*Quoted passage*
Financing the private water and sewerage Companies of England and Wales

The Walker Report and South West Water

Last update Thursday 22 April 2010

In 2008, Defra commissioned an ”Independent Review of Charging and Metering for Water and Sewerage Services” under the leadership of Anna Walker. The terms of reference for the review were -

To examine the current system of charging households for water and sewerage services, assess the effectiveness and fairness of current and alternative methods of charging and consider and make recommendations on any actions that should be taken to ensure that England and Wales has a sustainable and fair system of charging in place. It will look at social, economic and environmental concerns.

The final report of the review, published in December 2008, singled out South West Water charges as being particularly high and recommended subsidies of £33 million a year, or a one off payment of “around £650 million”, to be paid to South West Water in order to reduce household bills in the South West by “say, £50”. It was suggested that this subsidy “could be funded directly by the government or by other water customers”. The report has of course been welcomed without reservation in the South West by the public voices of water customers such as CCWater and Members of Parliament at the time. Unfortunately, the investigation was seriously flawed in that it appears to have assumed from the outset that the Ofwat price determinations are unquestionably fair and that South West Water household bills must inevitably remain high mainly because of the comparatively low number of households in the South West.

*Goal a*
According to the page on the Walker Report and South West Water, when was the review's final report published?

*Input data*
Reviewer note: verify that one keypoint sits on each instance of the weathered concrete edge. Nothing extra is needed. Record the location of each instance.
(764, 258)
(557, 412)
==
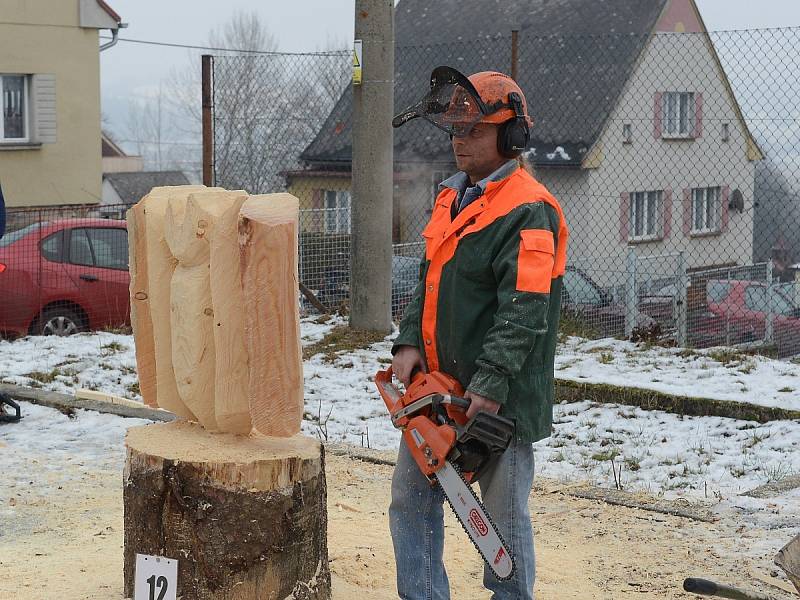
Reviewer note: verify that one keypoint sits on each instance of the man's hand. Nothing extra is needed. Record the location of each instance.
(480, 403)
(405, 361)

*Goal b*
List every line of the records that contains the string "needed".

*Expected answer a*
December 2008

*Expected answer b*
Reviewer note: verify that one keypoint sits on each instance of the weathered concrete edge. Nothing extra is needed. Record the location of each instance.
Reviewer note: verify that one keypoint sits on each instance of the man's hand. Nothing extra is needed. Record the location of each instance.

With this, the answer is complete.